/---

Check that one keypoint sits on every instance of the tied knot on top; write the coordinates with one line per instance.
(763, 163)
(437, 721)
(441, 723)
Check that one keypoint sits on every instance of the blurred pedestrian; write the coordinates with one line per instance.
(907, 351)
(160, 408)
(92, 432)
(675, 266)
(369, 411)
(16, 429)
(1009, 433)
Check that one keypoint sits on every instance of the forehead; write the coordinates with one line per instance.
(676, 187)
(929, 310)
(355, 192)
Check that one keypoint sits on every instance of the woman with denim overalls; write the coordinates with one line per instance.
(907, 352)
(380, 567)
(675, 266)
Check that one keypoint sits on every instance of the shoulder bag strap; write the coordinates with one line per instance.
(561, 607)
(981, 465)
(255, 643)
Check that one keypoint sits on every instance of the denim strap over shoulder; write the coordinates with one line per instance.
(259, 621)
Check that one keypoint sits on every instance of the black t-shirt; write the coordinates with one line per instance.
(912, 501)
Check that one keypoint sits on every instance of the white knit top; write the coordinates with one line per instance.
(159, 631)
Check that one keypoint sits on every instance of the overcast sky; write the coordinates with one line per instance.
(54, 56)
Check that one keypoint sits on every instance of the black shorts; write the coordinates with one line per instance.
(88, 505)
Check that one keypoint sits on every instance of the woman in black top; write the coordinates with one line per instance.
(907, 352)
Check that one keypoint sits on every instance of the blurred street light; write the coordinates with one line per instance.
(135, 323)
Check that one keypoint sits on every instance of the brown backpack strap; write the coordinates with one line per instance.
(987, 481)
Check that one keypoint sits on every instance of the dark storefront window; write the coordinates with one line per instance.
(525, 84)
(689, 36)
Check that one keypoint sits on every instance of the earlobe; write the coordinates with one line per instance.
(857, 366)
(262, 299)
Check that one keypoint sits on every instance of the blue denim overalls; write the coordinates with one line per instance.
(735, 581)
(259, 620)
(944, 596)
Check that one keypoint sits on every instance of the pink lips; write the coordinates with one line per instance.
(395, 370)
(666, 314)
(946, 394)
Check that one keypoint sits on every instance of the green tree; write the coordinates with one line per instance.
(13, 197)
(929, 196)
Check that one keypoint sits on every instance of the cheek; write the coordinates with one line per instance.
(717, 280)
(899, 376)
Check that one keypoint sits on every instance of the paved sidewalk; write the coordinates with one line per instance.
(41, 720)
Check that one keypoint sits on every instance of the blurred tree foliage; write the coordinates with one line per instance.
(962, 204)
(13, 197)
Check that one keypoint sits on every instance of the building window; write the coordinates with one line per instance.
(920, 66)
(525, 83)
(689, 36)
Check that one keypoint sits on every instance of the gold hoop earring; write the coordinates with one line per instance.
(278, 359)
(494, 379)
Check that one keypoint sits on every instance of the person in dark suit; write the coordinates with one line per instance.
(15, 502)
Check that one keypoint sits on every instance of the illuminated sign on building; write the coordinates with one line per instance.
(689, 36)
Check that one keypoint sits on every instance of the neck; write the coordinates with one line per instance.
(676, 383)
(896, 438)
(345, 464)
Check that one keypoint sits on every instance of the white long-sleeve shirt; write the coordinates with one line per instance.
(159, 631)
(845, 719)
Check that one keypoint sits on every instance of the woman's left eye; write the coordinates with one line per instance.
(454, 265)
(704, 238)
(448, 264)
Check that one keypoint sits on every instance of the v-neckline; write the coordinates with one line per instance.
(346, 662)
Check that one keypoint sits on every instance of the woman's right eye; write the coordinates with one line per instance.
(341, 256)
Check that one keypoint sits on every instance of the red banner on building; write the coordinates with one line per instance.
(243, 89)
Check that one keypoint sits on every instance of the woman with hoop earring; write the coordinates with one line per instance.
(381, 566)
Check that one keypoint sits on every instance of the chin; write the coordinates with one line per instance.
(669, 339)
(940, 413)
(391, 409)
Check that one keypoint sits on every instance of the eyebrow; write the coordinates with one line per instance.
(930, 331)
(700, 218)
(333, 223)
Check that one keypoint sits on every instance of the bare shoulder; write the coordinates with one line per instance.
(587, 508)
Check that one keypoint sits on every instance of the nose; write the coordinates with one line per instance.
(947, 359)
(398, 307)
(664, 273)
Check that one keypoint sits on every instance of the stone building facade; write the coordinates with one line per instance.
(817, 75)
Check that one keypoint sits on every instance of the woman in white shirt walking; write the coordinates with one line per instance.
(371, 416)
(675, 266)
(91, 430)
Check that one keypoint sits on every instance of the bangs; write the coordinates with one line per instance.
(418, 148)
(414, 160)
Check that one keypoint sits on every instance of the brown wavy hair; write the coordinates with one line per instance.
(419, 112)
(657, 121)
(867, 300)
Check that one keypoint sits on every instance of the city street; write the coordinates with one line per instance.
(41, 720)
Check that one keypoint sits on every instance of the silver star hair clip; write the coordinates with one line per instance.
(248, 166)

\---
/---

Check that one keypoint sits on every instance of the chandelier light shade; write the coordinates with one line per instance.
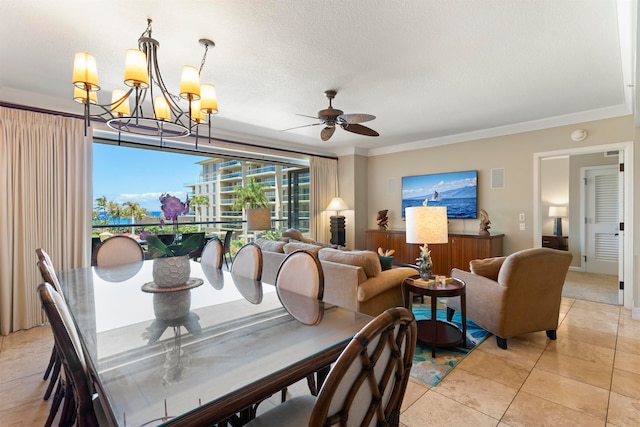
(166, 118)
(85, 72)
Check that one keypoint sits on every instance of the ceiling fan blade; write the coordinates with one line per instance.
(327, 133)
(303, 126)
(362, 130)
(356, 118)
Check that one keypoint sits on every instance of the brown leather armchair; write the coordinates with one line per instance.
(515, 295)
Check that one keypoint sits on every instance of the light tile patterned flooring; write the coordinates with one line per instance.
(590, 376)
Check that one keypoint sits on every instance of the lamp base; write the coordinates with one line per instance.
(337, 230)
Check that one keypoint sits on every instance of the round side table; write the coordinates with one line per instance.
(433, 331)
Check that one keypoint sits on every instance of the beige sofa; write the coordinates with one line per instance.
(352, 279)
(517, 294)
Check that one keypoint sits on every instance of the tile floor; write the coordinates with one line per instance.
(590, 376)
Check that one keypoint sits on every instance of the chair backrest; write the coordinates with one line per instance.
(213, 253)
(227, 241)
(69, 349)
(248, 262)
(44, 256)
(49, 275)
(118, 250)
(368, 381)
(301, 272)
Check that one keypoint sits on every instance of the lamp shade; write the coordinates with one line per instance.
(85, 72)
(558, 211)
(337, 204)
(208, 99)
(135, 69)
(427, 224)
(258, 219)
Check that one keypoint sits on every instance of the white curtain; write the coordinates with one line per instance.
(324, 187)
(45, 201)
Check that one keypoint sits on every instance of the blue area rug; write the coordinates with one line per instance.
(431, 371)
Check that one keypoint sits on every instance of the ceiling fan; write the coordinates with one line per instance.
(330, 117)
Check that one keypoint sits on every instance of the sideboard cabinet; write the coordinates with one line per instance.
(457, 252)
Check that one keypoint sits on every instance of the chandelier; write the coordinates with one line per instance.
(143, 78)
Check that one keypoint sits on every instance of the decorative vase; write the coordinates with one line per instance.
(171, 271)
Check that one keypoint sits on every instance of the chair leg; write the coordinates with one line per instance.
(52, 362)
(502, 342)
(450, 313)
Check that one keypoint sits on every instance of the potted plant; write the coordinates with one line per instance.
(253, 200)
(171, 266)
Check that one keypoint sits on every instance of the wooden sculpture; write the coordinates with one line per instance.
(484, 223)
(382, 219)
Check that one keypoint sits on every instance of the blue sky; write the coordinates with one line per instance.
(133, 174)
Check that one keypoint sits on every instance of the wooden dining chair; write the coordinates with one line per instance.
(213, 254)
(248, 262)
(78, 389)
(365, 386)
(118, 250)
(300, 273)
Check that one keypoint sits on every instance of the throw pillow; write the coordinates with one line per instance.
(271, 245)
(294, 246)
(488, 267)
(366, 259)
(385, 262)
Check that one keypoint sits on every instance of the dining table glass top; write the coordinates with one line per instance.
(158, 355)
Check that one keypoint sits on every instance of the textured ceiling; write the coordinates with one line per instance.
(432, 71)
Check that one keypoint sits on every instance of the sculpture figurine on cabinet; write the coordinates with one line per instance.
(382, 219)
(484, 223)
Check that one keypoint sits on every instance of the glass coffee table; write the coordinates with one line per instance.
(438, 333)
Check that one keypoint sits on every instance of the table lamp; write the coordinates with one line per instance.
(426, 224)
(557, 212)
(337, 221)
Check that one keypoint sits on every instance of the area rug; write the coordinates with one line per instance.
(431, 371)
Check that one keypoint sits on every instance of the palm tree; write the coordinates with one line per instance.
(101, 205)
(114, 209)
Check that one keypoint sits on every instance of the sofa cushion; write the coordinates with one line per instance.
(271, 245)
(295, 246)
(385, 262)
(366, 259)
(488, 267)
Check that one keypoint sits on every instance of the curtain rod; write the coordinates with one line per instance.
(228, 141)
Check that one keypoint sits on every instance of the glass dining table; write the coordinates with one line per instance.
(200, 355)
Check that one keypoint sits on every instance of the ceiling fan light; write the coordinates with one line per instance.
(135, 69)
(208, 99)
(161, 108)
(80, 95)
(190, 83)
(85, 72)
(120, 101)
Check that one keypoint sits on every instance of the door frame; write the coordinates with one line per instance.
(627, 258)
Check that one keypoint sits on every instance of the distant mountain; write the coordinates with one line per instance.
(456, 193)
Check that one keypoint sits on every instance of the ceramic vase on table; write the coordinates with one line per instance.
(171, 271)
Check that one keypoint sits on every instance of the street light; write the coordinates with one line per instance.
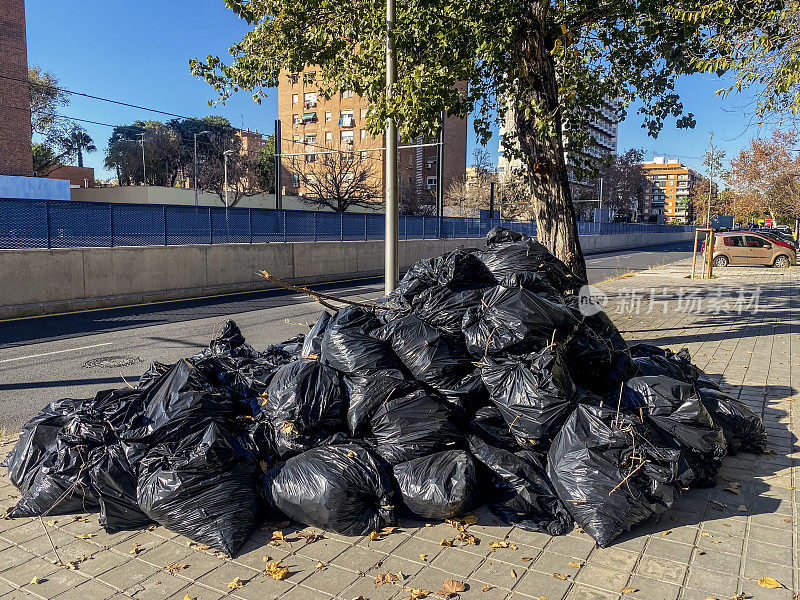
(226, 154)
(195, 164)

\---
/---

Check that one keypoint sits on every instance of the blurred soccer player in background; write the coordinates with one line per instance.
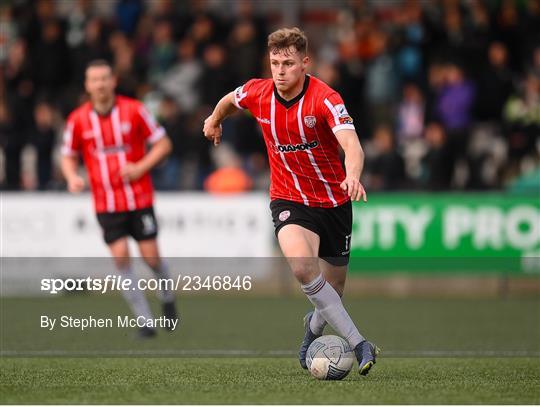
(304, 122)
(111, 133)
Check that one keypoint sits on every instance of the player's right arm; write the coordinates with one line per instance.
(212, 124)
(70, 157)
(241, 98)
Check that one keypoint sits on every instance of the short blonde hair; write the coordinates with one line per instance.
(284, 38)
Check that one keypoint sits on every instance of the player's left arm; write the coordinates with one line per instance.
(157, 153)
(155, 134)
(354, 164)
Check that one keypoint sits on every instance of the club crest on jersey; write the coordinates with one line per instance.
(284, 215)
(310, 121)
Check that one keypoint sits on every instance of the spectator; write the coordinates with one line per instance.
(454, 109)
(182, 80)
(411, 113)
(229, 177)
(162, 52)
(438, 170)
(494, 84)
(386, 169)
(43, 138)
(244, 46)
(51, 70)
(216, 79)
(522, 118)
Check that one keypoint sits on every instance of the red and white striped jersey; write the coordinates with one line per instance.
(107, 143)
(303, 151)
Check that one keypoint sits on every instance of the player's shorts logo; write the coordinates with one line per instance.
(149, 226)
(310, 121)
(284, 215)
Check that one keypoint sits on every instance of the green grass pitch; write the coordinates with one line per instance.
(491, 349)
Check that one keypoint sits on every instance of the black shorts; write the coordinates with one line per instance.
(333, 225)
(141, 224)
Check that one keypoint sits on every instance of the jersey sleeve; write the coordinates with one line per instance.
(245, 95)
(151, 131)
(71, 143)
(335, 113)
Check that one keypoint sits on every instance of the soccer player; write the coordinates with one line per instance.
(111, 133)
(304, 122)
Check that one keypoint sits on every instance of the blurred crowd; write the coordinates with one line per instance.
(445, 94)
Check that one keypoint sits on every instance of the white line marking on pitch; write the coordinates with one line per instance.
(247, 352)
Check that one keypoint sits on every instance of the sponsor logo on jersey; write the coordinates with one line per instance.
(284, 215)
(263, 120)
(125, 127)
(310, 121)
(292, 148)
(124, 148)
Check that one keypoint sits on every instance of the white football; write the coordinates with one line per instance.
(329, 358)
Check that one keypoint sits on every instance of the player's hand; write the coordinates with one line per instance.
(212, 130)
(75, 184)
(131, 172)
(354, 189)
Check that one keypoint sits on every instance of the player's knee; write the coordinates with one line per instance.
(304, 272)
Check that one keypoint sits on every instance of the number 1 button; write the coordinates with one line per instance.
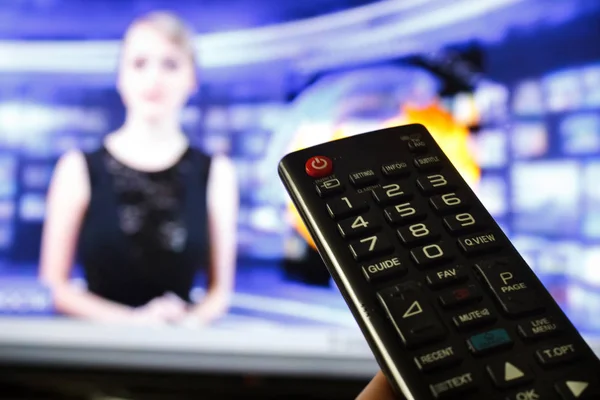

\---

_Exercise requirements_
Report each line of the material above that contains the word "sleeve". Matching is case-sensitive.

_Problem solution_
Check that one keypoint sits on every instance of the white long-sleeve shirt; write the coordinates with one line per instance.
Check that one keypoint sits on every instance of the jersey sleeve; write the coordinates with one line per instance.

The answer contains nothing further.